- WHAT YOU WILL DO: Quote the email thread on PKI access control word for word, from "2) Tokens cannot" up to and including "Phil was saying.".

- TEXT SHOWN:
_____
[Go-essp-tech] PKI access control on data nodes

Estanislao Gonzalez gonzalez at dkrz.de
Thu Jul 7 08:26:05 MDT 2011


Hi,

There are several problems:

1) Tokens have a short-life, and thus urls are disposable. The tokenless 
method separates the security (which is short-lived) from the url. Thus 
you can pass the wget script around and it will never expire. It will 
only work though, together with a valid certificate.
2) Tokens cannot be inferred, that's the point. So it's impossible to 
create one (like download the same but for other model). Only the 
gateway can do that.
3) Regarding how to get a Token, only the Gateway can provide it and 
there's no API to that (as it would make no sense, because you'll have 
to authenticate anyways for this). This is what Phil was saying.

So, if you only plan to download a couple of files immediately at a 
Gateway, you might be well suited with the token security.
In all other cases you need the token less.

Thanks,
Estani

Am 07.07.2011 15:46, schrieb Kettleborough, Jamie:
> Hello Martin,
>
> I agree its better to have one method of authorization rather than many
> - its less to code, debug, maintain, support.  But at the moment we have
> 2, and I don't really have any information on when the http token method
> will be retired.  I know there is an intent to retire it, but no
> indication of the timescales.  So I was going for plan B: which was to
> look into the option of supporting both.
>
> A programmatic interface to the http token authorization is possible
> surely - how else to the gateways generate those wget scripts?  (Or am I
> missing something obvious).  What did you mean by 'adequate data
> access'?
>
> Jamie
>
>> -----Original Message-----
>> From: martin.juckes at stfc.ac.uk [mailto:martin.juckes at stfc.ac.uk]
>> Sent: 06 July 2011 22:43
>> To: Kettleborough, Jamie; gavin at llnl.gov
>> Cc: go-essp-tech at ucar.edu
>> Subject: Checksums and PKI access control on data nodes
>>
>> Hi Jamie,
>>
>> just picking up something on one of your data node
>> authorization threads.
>>
>> I think programmatic access to data requires PKI security --
>> I don't see any prospect of adequate data access with the
>> http token approach.
>>
>> I think that checksums are also necessary to guarantee data
>> integrity -- these are given in the THREDDS catalogues of
>> BADC, IPSL, and CNRM -- and CCCMA is in the process of adding them.
>>
>> I aim to continue contacting data nodes over the coming weeks
>> and hope that there will be steady progress in levelling the
>> quality of service upwards,
>>
>> cheers,
>> Martin
>>
>> ________________________________________
>> From: go-essp-tech-bounces at ucar.edu
>> [go-essp-tech-bounces at ucar.edu] on behalf of Kettleborough,
>> Jamie [jamie.kettleborough at metoffice.gov.uk]
>> Sent: 05 July 2011 14:48
>> To: Gavin M. Bell
>> Cc: go-essp-tech at ucar.edu
>> Subject: Re: [Go-essp-tech] Data node authorization
>>
>> Hello Gavin,
>>
>> thanks for this.  This looks useful.  Any ideas when any
>> live/production data nodes will have this version of the
>> service on them? - I couldn't find any (but that's part of
>> the problem of course). When available how up to date will
>> the registry be e.g. are their constraints on it like it will
>> only know about data nodes running the same releases?
_____
- RECORDED DATA:

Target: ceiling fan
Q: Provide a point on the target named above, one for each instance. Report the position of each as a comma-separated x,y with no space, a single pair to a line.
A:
_____
- FULL SOLUTION:
2) Tokens cannot be inferred, that's the point. So it's impossible to 
create one (like download the same but for other model). Only the 
gateway can do that.
3) Regarding how to get a Token, only the Gateway can provide it and 
there's no API to that (as it would make no sense, because you'll have 
to authenticate anyways for this). This is what Phil was saying.